___ MATERIAL PROVIDED

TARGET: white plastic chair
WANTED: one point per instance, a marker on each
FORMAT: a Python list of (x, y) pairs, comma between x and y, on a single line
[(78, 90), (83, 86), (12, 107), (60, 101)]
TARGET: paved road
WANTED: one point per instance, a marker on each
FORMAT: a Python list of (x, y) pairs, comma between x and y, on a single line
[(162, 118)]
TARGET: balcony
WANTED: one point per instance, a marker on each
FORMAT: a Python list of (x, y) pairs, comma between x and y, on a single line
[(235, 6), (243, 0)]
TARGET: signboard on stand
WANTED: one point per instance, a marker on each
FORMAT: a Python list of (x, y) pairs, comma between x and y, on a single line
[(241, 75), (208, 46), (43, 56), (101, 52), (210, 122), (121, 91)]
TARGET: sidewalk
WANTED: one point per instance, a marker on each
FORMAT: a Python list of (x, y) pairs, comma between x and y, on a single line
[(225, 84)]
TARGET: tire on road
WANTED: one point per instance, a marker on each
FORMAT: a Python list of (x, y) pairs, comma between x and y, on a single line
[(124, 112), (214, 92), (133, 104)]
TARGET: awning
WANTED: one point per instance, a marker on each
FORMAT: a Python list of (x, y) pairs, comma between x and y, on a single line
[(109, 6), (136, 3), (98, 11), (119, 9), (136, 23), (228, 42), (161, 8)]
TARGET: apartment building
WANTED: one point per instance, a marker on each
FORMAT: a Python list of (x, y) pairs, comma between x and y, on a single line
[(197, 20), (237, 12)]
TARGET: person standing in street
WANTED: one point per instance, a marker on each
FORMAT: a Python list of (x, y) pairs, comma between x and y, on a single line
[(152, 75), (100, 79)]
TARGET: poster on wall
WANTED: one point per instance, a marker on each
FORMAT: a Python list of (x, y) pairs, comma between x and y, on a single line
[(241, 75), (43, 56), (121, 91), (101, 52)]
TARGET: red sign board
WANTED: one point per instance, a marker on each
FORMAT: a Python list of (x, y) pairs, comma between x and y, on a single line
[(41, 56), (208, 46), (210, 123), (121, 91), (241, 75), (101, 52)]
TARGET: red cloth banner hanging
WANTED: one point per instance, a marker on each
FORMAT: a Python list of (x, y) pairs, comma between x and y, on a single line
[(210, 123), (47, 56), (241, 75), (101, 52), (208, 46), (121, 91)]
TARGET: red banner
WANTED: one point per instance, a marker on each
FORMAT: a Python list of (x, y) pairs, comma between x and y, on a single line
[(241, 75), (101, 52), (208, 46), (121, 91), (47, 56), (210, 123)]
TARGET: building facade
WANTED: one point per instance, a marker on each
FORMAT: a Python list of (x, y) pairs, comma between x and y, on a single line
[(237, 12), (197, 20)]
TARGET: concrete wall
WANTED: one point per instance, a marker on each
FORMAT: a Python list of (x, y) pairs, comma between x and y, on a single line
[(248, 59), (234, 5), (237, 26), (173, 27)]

______
___ MATERIAL PROVIDED

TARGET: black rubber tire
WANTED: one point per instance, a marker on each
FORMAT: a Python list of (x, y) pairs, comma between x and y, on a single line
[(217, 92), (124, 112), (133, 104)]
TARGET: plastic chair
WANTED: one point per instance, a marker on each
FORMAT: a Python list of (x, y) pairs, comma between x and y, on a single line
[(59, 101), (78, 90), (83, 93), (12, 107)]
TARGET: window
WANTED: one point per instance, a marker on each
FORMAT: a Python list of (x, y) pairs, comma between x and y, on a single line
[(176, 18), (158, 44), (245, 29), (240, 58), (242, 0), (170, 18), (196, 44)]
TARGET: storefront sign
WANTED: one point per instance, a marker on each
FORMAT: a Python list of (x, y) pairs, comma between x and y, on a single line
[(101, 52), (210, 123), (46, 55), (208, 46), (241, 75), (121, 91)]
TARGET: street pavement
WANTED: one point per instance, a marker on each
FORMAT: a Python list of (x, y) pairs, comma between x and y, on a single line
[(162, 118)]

______
___ MATERIAL PROVIDED

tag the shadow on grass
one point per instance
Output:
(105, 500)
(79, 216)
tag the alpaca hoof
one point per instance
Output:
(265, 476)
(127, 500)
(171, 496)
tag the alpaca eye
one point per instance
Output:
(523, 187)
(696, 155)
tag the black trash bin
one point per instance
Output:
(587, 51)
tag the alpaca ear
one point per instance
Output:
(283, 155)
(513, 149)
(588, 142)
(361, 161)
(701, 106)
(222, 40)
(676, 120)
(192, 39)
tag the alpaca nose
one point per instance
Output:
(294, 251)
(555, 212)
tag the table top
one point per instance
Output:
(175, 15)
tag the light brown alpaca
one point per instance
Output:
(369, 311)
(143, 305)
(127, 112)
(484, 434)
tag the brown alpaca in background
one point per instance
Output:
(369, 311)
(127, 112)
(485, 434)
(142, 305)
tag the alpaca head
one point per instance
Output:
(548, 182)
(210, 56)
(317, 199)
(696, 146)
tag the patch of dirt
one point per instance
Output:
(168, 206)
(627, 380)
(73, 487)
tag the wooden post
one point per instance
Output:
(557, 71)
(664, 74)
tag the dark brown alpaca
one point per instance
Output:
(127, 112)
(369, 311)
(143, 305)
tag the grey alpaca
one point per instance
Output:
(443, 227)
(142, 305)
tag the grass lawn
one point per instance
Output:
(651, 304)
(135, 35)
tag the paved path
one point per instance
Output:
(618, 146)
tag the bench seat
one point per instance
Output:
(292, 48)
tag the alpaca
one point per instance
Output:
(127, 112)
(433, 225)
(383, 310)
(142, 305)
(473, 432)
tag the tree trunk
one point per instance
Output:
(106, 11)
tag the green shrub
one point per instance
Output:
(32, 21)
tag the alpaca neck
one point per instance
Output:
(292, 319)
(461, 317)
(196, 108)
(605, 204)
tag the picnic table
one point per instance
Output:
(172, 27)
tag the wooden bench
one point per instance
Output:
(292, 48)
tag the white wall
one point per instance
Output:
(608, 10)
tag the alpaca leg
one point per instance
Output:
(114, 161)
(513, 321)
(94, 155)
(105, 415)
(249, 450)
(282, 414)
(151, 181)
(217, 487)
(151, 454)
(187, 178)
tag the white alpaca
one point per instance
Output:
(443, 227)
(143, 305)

______

### EXERCISE DESCRIPTION
Find the string "table" in the material above, and report every line where it occurs.

### EXERCISE RESULT
tag the table top
tag the picnic table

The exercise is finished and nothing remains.